* [YOUR TASK]: Return each line below that contains the string "chart" in full. Case counts, so a line matches only if its letters are uppercase and lowercase the same way.

* [ROWS]:
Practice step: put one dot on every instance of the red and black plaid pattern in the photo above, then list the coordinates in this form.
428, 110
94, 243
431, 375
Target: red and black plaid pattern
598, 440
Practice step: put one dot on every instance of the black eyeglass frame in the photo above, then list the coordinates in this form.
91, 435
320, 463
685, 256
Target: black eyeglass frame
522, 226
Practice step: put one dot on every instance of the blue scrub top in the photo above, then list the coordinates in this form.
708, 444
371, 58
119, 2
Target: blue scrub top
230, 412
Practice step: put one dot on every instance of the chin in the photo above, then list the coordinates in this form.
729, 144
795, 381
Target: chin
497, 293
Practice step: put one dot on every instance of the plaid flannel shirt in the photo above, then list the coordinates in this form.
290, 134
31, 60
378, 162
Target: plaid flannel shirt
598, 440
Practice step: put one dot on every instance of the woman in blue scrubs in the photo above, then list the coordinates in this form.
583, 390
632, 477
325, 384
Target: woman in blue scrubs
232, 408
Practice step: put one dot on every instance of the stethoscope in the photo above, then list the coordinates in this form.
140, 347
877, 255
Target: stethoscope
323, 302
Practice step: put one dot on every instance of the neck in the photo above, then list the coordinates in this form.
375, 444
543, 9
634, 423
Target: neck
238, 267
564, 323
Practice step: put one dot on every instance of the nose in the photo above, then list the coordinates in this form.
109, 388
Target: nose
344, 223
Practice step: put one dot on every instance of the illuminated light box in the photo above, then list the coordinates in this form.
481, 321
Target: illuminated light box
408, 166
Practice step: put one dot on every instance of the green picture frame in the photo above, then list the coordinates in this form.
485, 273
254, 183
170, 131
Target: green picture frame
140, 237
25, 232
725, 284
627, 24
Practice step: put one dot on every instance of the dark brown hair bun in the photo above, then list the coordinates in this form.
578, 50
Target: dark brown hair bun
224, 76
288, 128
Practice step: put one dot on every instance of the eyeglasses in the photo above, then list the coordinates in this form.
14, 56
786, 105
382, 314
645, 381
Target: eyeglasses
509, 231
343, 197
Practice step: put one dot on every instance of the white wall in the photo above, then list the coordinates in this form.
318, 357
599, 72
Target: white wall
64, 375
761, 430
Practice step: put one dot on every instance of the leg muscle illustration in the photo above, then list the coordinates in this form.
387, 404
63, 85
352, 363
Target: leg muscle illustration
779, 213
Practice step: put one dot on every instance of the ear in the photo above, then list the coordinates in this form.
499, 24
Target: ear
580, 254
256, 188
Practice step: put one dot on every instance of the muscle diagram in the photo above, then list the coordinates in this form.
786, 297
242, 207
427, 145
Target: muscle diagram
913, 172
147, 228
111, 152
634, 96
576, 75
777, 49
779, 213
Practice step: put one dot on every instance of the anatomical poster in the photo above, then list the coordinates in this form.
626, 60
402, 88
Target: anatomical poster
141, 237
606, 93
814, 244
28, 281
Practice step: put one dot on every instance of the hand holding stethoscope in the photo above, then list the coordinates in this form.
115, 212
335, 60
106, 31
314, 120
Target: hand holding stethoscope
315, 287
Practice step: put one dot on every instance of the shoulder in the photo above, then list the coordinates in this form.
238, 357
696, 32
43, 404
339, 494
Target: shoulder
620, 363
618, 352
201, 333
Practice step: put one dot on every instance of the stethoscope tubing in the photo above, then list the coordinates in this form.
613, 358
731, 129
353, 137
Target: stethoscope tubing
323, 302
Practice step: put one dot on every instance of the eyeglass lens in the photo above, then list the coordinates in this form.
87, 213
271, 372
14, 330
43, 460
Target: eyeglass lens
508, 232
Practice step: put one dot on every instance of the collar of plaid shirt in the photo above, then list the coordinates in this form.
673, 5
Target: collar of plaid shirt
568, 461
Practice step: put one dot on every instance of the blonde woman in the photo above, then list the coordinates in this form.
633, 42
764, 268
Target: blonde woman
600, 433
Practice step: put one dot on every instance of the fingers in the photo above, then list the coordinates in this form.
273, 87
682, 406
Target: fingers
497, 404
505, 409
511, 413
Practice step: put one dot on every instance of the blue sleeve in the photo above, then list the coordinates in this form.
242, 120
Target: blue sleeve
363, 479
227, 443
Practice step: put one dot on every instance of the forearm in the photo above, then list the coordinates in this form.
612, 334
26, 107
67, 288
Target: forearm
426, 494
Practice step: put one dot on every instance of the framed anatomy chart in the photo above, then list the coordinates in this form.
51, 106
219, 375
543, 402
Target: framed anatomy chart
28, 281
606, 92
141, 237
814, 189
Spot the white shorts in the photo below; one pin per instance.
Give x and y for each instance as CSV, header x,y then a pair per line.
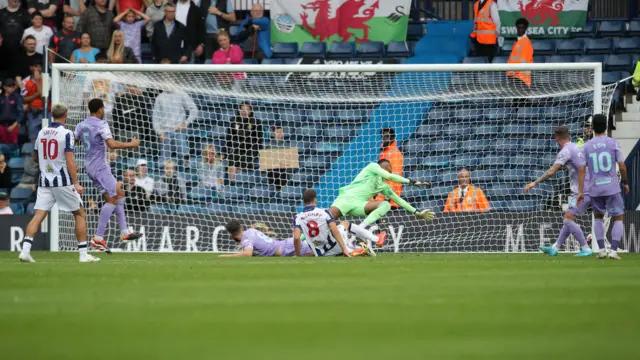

* [WRITTEN ANSWER]:
Practice step: put one dot on every instance of the framed anatomy chart in the photo above, then list the coordinates in this form.
Target: framed anatomy chart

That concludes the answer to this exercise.